___ Records ___
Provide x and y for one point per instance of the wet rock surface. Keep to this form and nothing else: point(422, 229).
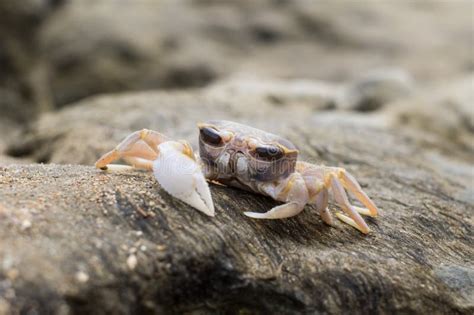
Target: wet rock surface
point(74, 239)
point(58, 52)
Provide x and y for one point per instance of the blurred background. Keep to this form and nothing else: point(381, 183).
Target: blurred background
point(354, 54)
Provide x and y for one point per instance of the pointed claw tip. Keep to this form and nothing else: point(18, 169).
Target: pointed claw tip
point(254, 215)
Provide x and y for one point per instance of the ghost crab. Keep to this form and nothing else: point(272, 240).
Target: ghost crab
___
Return the line that contains "else: point(381, 183)." along with every line after it through the end of the entries, exactly, adding nothing.

> **Right answer**
Provide x and y for one point per instance of the blurred background. Keep to this form and nothing else: point(381, 183).
Target: blurred background
point(354, 54)
Provide x and y for one point per instance of the pointed claw tip. Keep to this form and nothing else: point(18, 169).
Target: pointed claw tip
point(254, 215)
Provide x and y for one point per instance of the ghost crab. Keep to this form and nothing else: point(272, 240).
Target: ghost crab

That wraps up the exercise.